Boris Johnson’s government this week indulged in some trademark boosterism about the UK’s post-Brexit future. In addition to an upbeat advertising campaign urging people to prepare for exciting new opportunities (including extra red tape to trade with the continent and the need to buy health insurance to travel there), ministers set out new immigration and border rules for when standstill arrangements with the EU expire at the end of 2020. 

The message is unmistakable: Britain is moving on, and the future is bright. The same, however, cannot confidently be said about talks between the EU and the UK over their future relationship. 

There is so far nothing to show for the renewed impetus supposedly given by Mr Johnson’s virtual meeting with commission president Ursula von der Leyen last month. “I don’t see any meaningful movement from either side at the moment,” said Elvire Fabry, senior research fellow at the Jacques Delors Institute. Renewed face-to-face talks, which last week took place in London, have not noticeably improved matters.

For Mujtaba Rahman, managing director of the Eurasia political risk consultancy, “the most interesting thing is the absence . . . of press conferences where they slag each other off . . . on the level of atmospherics, mood music is better”. That does not amount to actual progress on substance, which Mr Rahman said it was “way too premature” to expect.

Mr Rahman puts the chances of a deal by the end of the year at just better than even. He says there is at least “an opportunity for a context to emerge where meaningful discussions on substance could happen”. 

A common reading of Mr Johnson’s political situation across Europe is that he will be under pressure to reach a deal and will therefore make concessions at the last minute. Last year he accepted his predecessor’s withdrawal agreement with only small tweaks to the arrangements for Northern Ireland.

* * *

__Activity__.
Reproduce word for word the stretch of the Brexit talks text from "There is so" through "noticeably improved matters.".

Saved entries
* * *

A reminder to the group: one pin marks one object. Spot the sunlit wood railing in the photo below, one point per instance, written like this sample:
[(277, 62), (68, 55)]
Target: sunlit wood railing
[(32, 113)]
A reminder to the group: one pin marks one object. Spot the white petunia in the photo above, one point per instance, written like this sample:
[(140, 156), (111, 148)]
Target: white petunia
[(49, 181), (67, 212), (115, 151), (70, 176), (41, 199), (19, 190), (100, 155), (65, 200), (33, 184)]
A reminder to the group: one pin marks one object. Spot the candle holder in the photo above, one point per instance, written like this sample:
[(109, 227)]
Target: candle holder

* * *

__Written response__.
There is so far nothing to show for the renewed impetus supposedly given by Mr Johnson’s virtual meeting with commission president Ursula von der Leyen last month. “I don’t see any meaningful movement from either side at the moment,” said Elvire Fabry, senior research fellow at the Jacques Delors Institute. Renewed face-to-face talks, which last week took place in London, have not noticeably improved matters.